Transcribe the lines from the start of the data below through the line with "GET /detect?query=digital camouflage pattern", word for word and nothing more.

**Dataset extract:**
BEGIN

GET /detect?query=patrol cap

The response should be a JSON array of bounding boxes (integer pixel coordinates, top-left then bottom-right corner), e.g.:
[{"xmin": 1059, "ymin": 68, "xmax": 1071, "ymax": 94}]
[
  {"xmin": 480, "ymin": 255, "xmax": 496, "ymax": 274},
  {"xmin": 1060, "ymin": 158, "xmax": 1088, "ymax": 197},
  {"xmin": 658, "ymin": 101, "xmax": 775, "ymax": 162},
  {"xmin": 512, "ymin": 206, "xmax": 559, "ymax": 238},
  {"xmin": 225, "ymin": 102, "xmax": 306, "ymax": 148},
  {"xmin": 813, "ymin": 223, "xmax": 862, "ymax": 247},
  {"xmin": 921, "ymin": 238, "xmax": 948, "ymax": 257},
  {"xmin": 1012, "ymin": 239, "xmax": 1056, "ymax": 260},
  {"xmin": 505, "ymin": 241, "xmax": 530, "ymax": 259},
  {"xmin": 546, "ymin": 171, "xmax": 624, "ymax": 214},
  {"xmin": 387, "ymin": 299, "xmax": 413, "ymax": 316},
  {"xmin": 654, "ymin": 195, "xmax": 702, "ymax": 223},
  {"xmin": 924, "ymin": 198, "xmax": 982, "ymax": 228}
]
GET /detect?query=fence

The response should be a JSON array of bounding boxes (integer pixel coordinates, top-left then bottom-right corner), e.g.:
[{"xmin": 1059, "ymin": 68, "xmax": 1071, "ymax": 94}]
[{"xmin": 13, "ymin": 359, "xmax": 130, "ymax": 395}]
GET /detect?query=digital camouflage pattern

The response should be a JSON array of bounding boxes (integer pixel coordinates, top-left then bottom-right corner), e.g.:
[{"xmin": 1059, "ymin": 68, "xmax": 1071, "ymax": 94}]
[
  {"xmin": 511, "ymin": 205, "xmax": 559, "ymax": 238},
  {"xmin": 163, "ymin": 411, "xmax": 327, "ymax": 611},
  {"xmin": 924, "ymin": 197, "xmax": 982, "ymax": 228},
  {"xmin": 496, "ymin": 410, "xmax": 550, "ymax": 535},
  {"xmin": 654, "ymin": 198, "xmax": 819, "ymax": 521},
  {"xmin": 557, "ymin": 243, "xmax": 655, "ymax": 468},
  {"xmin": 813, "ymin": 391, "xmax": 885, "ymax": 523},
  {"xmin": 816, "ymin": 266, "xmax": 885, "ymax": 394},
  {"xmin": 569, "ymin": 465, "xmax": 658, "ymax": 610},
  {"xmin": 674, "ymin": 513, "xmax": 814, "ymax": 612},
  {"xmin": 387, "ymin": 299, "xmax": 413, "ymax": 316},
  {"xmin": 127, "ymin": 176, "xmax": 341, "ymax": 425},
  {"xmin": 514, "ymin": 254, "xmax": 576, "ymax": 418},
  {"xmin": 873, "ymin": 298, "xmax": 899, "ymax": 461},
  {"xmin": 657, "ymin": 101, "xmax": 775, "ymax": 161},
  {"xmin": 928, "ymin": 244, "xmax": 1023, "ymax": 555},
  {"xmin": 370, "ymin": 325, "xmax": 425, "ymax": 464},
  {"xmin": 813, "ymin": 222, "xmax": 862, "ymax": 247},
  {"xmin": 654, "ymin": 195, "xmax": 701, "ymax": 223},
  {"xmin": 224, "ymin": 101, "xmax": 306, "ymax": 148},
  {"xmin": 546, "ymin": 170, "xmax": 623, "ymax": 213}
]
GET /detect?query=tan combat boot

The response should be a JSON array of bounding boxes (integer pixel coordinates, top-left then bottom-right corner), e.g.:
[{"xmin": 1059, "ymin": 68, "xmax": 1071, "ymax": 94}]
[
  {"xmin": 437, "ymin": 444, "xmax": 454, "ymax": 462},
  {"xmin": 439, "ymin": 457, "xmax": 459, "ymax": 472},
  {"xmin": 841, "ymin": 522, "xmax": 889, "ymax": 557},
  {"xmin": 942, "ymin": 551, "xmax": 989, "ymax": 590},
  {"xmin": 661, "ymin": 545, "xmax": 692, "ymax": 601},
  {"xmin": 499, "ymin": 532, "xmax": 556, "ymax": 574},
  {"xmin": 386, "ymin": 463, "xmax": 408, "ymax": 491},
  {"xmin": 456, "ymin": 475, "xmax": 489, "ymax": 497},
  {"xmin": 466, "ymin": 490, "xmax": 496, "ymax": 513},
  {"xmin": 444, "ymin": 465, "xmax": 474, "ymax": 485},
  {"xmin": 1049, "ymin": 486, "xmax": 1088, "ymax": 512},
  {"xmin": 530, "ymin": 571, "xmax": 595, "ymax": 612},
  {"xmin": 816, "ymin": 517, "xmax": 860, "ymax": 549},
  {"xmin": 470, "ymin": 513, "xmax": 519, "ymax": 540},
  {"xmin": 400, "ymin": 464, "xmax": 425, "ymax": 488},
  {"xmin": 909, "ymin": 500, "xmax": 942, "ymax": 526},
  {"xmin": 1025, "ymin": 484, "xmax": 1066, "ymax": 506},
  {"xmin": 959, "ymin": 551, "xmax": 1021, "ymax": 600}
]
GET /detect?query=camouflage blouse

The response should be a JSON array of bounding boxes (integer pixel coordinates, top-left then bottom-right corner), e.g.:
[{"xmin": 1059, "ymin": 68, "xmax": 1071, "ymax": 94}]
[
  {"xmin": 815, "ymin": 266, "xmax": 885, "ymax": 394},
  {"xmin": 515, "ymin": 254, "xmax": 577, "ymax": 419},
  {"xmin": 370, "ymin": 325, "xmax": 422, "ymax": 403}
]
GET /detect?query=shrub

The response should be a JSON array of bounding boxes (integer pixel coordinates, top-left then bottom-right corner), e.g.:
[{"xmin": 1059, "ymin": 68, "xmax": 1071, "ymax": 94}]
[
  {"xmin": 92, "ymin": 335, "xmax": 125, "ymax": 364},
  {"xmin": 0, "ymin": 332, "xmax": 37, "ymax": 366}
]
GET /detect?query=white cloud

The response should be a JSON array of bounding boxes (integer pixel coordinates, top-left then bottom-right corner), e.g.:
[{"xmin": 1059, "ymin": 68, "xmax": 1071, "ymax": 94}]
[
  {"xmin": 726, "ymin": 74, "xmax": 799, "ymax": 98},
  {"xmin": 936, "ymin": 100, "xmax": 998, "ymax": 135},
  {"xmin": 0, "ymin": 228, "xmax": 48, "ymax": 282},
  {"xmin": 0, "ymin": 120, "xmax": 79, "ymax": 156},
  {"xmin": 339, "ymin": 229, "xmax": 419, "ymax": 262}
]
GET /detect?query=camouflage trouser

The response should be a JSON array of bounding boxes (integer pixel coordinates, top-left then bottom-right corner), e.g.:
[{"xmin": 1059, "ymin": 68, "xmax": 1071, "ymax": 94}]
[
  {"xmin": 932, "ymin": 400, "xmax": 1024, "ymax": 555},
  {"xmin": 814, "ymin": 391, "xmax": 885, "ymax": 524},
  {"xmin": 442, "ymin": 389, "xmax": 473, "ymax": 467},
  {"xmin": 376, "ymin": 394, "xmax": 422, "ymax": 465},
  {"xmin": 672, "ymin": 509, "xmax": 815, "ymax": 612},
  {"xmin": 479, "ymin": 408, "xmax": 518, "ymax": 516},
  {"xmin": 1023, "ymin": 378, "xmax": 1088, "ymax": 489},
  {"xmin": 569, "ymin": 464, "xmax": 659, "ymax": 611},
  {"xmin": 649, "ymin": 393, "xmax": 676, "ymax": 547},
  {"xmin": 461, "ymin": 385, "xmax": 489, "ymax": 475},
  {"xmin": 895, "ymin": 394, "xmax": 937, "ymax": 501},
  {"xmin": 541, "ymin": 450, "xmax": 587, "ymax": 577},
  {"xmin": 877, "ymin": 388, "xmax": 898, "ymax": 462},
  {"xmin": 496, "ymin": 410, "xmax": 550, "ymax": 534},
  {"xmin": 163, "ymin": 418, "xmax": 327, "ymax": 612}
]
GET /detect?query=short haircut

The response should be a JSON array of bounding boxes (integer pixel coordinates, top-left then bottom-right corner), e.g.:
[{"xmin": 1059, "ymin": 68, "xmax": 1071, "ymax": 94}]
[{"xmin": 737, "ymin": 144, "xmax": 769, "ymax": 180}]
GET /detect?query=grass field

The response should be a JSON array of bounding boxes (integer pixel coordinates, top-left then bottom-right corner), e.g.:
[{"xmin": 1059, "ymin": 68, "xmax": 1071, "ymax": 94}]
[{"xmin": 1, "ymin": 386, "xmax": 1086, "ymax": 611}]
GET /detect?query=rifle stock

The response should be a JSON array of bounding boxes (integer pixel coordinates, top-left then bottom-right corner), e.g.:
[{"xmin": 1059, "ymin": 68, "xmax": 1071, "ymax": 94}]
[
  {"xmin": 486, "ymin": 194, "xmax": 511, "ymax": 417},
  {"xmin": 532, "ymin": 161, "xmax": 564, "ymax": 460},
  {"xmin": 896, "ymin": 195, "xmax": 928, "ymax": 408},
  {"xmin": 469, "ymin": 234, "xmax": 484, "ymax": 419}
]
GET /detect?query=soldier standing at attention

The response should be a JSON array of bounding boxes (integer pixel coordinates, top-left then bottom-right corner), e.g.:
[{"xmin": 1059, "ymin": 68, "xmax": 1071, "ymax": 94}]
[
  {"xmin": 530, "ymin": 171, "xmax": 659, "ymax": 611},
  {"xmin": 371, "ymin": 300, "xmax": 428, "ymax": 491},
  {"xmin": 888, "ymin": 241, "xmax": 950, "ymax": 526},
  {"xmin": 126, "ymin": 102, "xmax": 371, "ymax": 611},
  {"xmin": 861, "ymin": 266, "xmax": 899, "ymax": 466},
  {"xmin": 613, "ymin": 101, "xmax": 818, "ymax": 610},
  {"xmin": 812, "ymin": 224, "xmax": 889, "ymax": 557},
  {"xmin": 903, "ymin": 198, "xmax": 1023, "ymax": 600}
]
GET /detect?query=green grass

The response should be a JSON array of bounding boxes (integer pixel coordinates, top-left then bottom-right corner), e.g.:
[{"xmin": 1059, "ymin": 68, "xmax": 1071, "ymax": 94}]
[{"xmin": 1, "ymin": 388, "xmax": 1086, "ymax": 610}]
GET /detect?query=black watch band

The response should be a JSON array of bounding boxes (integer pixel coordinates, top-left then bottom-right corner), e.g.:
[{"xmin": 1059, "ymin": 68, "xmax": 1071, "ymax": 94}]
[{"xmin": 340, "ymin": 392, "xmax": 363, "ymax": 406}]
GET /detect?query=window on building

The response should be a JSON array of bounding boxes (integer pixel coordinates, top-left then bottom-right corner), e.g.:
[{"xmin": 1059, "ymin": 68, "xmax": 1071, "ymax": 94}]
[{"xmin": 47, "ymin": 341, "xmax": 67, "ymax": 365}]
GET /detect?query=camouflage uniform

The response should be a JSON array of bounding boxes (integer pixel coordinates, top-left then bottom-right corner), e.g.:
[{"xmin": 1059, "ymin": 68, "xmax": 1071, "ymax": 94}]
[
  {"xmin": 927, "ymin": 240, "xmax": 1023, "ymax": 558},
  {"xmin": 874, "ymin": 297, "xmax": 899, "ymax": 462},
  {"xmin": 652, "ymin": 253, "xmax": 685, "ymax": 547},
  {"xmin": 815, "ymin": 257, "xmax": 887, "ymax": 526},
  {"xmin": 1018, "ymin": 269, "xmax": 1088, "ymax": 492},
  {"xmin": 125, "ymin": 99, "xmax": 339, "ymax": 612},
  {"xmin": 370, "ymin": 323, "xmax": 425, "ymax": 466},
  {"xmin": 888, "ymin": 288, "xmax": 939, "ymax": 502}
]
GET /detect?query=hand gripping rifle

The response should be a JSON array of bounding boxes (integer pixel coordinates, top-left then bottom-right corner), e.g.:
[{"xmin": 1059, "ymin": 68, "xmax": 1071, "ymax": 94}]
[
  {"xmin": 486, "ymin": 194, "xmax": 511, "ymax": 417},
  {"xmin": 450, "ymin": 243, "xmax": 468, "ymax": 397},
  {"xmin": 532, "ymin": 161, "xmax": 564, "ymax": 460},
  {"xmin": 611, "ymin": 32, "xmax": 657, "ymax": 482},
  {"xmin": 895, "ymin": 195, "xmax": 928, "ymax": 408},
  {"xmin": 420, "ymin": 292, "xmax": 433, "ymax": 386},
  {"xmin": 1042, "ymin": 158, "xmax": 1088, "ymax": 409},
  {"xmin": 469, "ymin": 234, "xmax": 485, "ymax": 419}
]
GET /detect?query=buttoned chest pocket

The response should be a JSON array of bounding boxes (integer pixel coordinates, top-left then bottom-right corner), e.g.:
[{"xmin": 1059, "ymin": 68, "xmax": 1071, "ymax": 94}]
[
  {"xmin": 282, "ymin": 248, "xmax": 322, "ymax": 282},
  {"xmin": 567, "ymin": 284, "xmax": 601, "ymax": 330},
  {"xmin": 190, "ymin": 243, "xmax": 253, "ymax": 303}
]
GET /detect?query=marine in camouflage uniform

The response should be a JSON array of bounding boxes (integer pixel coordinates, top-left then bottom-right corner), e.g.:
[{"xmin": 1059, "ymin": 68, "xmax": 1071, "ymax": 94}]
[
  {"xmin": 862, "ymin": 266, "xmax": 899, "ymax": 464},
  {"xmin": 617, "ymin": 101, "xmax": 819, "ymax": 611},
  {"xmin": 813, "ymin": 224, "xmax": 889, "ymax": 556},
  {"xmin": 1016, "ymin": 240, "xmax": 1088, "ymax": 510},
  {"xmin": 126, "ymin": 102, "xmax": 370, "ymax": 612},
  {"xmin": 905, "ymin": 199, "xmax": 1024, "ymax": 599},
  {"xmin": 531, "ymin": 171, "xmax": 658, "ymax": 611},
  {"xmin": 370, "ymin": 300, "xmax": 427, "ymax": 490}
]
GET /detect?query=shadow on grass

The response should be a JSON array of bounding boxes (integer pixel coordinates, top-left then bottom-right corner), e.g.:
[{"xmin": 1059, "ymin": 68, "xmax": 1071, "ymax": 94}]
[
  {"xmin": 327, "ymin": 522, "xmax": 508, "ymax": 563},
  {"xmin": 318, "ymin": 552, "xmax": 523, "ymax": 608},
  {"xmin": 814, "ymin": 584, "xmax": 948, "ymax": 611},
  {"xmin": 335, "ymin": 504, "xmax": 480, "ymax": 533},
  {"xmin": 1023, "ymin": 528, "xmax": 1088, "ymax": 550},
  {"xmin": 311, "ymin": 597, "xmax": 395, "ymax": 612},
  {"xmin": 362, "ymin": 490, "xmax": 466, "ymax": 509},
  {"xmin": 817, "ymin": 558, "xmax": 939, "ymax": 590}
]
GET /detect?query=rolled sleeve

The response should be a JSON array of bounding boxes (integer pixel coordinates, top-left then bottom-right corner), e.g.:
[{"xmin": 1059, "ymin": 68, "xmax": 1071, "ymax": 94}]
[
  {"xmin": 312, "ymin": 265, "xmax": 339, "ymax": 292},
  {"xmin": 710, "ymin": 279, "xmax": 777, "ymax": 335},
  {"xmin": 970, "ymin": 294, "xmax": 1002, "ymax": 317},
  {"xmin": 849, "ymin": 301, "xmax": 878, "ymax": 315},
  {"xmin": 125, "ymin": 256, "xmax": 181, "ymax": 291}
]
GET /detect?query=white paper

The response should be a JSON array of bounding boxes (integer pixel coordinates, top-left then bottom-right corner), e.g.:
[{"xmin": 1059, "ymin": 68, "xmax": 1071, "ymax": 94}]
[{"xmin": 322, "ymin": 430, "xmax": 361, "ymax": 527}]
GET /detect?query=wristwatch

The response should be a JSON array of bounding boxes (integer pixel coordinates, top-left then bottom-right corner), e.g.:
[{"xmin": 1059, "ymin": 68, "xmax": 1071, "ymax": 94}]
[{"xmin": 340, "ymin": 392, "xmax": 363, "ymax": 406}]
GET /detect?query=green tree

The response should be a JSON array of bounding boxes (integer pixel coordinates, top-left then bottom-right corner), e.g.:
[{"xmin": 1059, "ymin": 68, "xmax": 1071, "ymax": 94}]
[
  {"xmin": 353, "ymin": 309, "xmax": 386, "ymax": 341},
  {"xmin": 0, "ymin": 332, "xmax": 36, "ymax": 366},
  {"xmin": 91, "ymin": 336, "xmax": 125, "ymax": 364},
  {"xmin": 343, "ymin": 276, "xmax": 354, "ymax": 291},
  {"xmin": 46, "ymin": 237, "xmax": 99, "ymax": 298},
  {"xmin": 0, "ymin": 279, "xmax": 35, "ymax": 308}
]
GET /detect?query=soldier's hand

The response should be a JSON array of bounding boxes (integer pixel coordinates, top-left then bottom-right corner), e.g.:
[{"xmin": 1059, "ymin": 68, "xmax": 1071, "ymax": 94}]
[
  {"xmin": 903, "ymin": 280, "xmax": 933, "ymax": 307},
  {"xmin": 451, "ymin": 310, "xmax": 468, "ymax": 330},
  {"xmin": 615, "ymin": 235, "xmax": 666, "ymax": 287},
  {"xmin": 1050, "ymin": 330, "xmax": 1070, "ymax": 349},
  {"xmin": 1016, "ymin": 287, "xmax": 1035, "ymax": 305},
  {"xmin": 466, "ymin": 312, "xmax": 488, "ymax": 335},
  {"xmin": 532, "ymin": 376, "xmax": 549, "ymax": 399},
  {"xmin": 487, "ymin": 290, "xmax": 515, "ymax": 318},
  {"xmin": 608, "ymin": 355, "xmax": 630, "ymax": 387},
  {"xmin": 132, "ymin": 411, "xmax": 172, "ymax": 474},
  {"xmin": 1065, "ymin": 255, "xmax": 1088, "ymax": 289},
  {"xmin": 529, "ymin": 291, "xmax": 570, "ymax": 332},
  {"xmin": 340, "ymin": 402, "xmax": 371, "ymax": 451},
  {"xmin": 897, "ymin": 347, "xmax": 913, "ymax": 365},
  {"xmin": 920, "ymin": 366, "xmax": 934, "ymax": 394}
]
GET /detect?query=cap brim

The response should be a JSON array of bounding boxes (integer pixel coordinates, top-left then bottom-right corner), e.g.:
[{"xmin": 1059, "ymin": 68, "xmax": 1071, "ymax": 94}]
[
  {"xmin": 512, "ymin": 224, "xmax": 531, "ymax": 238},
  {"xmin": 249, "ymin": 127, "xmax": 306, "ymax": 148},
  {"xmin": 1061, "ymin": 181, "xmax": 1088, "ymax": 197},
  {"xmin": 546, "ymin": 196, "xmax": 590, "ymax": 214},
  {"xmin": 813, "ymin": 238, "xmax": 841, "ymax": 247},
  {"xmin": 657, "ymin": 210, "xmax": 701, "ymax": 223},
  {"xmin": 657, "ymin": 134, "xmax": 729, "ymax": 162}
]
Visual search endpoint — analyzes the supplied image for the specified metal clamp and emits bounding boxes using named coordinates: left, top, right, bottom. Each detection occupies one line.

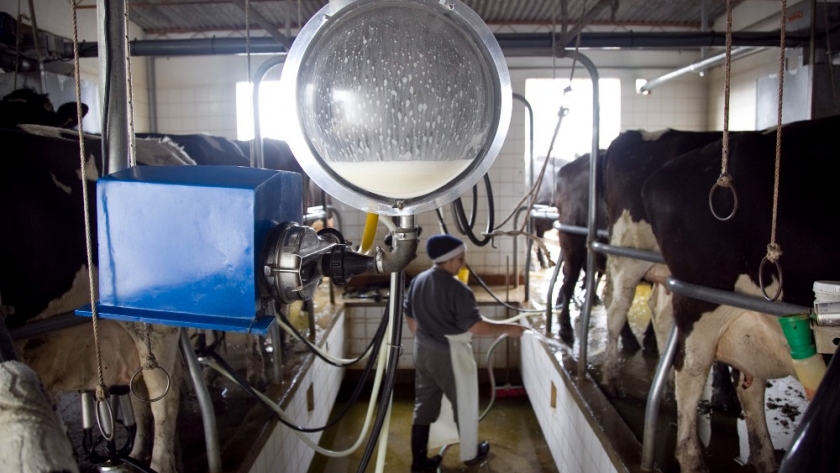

END

**Answer to the exercise:**
GET /detect?query=patrol cap

The response should be a JSON array of bounding boxes (integer pixel coordinates, top-left then bottom-right corner), e.g.:
[{"xmin": 1059, "ymin": 68, "xmax": 1071, "ymax": 94}]
[
  {"xmin": 480, "ymin": 255, "xmax": 496, "ymax": 274},
  {"xmin": 1060, "ymin": 158, "xmax": 1088, "ymax": 197},
  {"xmin": 658, "ymin": 101, "xmax": 775, "ymax": 162},
  {"xmin": 512, "ymin": 206, "xmax": 559, "ymax": 238},
  {"xmin": 225, "ymin": 102, "xmax": 306, "ymax": 148},
  {"xmin": 813, "ymin": 223, "xmax": 862, "ymax": 247},
  {"xmin": 921, "ymin": 238, "xmax": 948, "ymax": 257},
  {"xmin": 1012, "ymin": 239, "xmax": 1056, "ymax": 260},
  {"xmin": 505, "ymin": 241, "xmax": 530, "ymax": 259},
  {"xmin": 546, "ymin": 171, "xmax": 624, "ymax": 214},
  {"xmin": 387, "ymin": 299, "xmax": 413, "ymax": 316},
  {"xmin": 654, "ymin": 195, "xmax": 702, "ymax": 223},
  {"xmin": 924, "ymin": 198, "xmax": 982, "ymax": 228}
]
GET /detect?query=fence

The response should be a JSON array of bounding boxes (integer pixel coordinates, top-left then bottom-right corner), e.g.:
[{"xmin": 1059, "ymin": 68, "xmax": 1071, "ymax": 94}]
[{"xmin": 13, "ymin": 359, "xmax": 130, "ymax": 395}]
GET /detect?query=digital camouflage pattern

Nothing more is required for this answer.